Data items:
— begin —

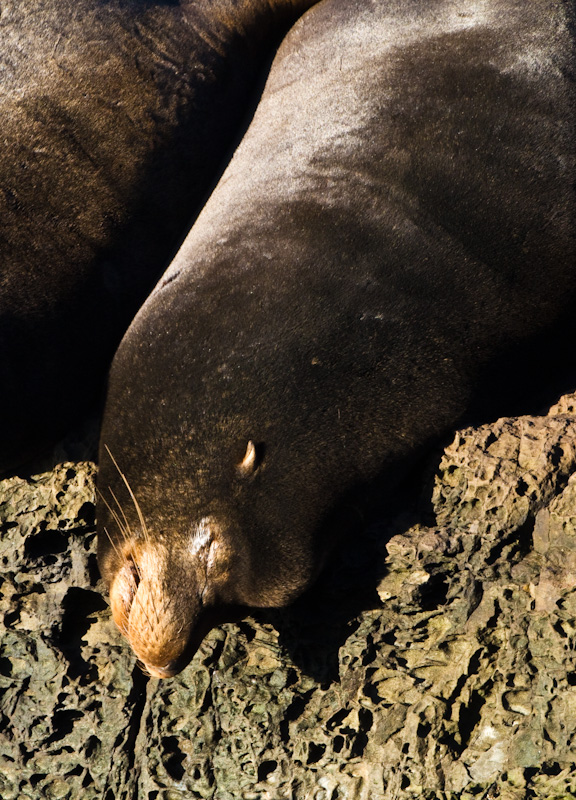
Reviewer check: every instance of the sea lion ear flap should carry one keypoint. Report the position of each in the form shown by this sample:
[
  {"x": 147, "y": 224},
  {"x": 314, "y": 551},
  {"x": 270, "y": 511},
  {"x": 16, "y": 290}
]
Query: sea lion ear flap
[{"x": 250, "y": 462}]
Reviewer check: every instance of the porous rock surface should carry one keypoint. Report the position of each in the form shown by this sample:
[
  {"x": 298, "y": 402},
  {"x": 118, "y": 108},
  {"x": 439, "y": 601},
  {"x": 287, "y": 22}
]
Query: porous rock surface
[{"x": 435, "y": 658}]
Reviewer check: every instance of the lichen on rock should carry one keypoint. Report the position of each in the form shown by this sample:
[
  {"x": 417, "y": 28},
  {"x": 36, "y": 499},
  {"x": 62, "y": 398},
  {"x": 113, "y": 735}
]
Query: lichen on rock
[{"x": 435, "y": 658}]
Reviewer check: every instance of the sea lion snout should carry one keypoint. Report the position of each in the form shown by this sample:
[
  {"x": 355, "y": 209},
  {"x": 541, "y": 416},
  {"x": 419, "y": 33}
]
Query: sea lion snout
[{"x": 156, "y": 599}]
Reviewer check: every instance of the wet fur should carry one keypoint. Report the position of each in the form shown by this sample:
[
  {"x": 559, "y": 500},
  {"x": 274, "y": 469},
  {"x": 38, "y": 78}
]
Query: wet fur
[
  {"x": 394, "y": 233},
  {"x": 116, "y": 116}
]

— end —
— begin —

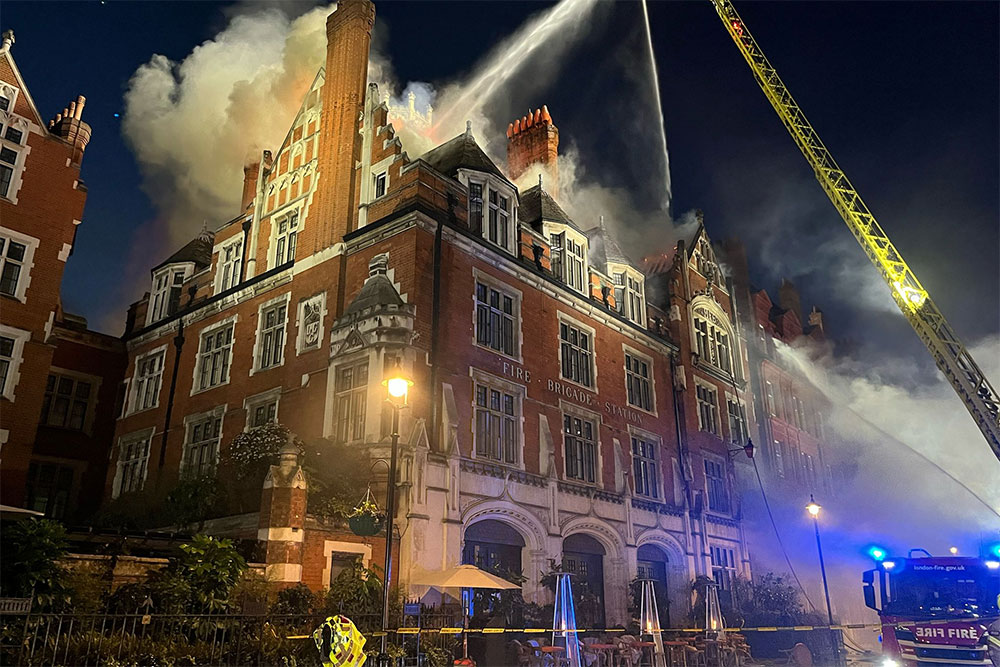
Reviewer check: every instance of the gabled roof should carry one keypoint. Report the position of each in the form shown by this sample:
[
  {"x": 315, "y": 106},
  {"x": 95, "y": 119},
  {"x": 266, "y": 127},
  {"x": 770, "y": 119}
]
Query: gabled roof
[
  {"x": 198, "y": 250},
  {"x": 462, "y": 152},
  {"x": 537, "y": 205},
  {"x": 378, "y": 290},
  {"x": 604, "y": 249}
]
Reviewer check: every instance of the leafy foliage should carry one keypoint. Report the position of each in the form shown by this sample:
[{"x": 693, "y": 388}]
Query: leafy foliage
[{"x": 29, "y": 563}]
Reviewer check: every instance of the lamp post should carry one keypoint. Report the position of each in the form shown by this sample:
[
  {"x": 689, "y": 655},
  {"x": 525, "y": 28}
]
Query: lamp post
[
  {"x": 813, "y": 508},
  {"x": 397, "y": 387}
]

— end —
— begin —

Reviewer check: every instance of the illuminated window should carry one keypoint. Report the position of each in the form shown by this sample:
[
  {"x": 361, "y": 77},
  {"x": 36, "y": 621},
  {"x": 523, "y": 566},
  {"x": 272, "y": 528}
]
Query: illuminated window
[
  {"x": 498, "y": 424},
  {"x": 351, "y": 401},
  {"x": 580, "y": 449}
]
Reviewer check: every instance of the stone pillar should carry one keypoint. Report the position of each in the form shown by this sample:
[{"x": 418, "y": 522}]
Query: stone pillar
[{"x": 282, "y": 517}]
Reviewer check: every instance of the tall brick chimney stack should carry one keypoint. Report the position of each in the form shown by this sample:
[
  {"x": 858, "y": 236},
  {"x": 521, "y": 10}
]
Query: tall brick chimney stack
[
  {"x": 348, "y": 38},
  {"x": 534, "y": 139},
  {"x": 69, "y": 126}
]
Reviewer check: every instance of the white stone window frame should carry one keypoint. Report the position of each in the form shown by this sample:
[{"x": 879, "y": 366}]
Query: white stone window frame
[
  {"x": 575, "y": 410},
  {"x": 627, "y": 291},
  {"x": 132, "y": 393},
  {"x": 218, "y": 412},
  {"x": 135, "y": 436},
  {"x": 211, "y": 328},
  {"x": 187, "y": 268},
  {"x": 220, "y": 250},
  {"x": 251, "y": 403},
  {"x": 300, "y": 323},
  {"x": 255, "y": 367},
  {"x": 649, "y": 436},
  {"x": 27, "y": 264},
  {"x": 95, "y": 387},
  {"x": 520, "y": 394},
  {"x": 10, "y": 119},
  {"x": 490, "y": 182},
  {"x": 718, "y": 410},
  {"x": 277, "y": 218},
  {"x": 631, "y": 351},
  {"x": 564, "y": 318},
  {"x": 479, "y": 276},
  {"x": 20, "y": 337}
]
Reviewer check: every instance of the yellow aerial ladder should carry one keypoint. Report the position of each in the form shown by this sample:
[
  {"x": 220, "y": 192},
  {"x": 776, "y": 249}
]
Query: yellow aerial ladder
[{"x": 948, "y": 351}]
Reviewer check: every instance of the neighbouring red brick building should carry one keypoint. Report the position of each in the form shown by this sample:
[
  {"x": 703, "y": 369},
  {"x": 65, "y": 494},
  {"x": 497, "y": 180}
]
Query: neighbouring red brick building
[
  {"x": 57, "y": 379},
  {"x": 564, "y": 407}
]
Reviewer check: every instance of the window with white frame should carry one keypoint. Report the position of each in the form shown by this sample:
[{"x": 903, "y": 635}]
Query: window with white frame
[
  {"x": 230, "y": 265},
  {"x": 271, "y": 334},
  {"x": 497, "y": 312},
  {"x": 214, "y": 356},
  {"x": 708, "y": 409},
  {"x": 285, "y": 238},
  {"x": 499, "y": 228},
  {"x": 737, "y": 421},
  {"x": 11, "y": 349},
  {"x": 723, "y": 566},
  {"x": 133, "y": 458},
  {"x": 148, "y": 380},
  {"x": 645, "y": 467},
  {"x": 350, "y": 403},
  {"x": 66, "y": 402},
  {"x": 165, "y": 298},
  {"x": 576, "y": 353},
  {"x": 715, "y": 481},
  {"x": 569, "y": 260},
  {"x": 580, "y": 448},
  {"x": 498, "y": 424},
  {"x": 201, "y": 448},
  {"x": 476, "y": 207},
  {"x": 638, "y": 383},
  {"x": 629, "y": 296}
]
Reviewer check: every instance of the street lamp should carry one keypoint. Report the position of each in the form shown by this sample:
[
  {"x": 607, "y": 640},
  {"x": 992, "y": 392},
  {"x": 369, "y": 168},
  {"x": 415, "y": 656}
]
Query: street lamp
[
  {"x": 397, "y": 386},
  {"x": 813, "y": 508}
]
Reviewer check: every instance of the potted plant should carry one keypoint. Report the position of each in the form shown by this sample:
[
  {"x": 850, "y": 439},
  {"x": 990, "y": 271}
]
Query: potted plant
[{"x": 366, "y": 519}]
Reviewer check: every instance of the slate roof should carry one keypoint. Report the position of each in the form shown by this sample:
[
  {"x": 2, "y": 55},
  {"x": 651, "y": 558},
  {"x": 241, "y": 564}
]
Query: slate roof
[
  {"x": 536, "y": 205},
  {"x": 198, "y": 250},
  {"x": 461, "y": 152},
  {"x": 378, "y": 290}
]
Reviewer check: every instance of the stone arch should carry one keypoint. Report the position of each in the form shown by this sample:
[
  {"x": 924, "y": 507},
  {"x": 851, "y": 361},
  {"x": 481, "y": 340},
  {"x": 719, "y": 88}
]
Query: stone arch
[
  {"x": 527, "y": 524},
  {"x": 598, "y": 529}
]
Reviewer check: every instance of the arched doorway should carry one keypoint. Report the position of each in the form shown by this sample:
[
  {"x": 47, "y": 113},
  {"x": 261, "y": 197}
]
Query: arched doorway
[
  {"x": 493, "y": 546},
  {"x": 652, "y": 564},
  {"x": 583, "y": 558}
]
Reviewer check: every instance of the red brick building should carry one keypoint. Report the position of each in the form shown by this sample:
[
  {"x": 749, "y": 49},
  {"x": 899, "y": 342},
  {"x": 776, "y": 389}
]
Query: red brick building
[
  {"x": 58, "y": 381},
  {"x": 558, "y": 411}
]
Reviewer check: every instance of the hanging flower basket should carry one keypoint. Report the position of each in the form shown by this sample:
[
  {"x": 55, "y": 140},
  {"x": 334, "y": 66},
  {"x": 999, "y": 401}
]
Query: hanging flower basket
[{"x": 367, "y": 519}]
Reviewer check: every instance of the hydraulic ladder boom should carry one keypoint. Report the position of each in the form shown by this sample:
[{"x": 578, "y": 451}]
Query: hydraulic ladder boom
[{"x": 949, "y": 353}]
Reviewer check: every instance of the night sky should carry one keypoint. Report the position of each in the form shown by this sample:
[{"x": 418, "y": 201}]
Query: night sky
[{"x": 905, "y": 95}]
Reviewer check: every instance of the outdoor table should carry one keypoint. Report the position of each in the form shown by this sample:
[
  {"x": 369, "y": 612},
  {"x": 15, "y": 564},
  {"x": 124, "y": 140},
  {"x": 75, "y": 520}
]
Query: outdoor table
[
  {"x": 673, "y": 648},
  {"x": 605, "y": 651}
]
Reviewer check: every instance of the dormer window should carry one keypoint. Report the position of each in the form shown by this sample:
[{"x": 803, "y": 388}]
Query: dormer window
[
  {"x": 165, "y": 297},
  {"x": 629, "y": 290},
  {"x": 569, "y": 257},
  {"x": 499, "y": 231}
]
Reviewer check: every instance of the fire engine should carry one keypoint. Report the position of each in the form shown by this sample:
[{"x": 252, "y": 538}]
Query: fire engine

— end —

#### Exercise
Count the lines in the listing that contain the word "with", treating uppercase and lowercase as different, and give only the number.

#### Task output
2